:: WHAT IS REQUIRED ::
Where the data below shows a picture, leave that picture out and copy the rest exactly.
== == ==
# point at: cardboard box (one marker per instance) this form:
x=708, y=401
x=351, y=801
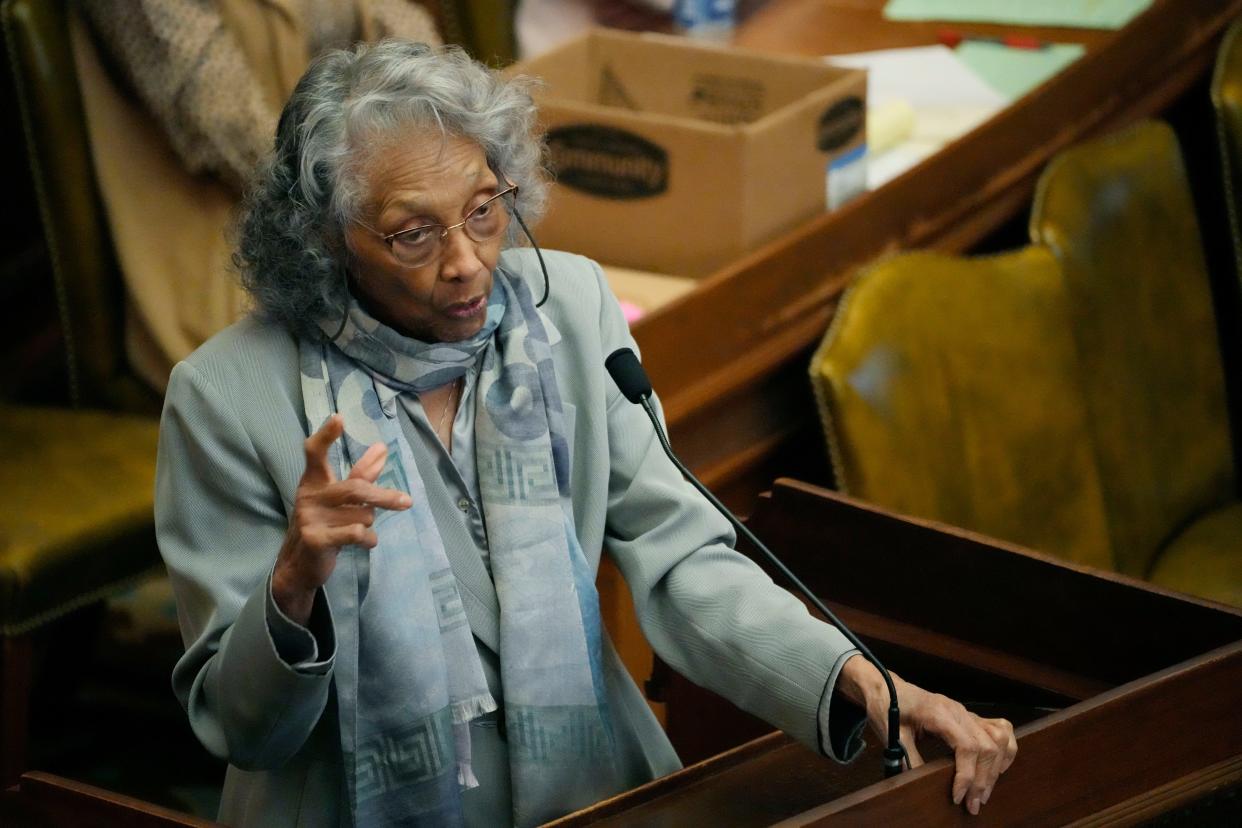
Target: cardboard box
x=676, y=157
== == ==
:: ANSWER TO THIS TASK ::
# point at: cardboard box (one marker per instance) this form:
x=708, y=401
x=351, y=801
Target: cardboard box
x=676, y=157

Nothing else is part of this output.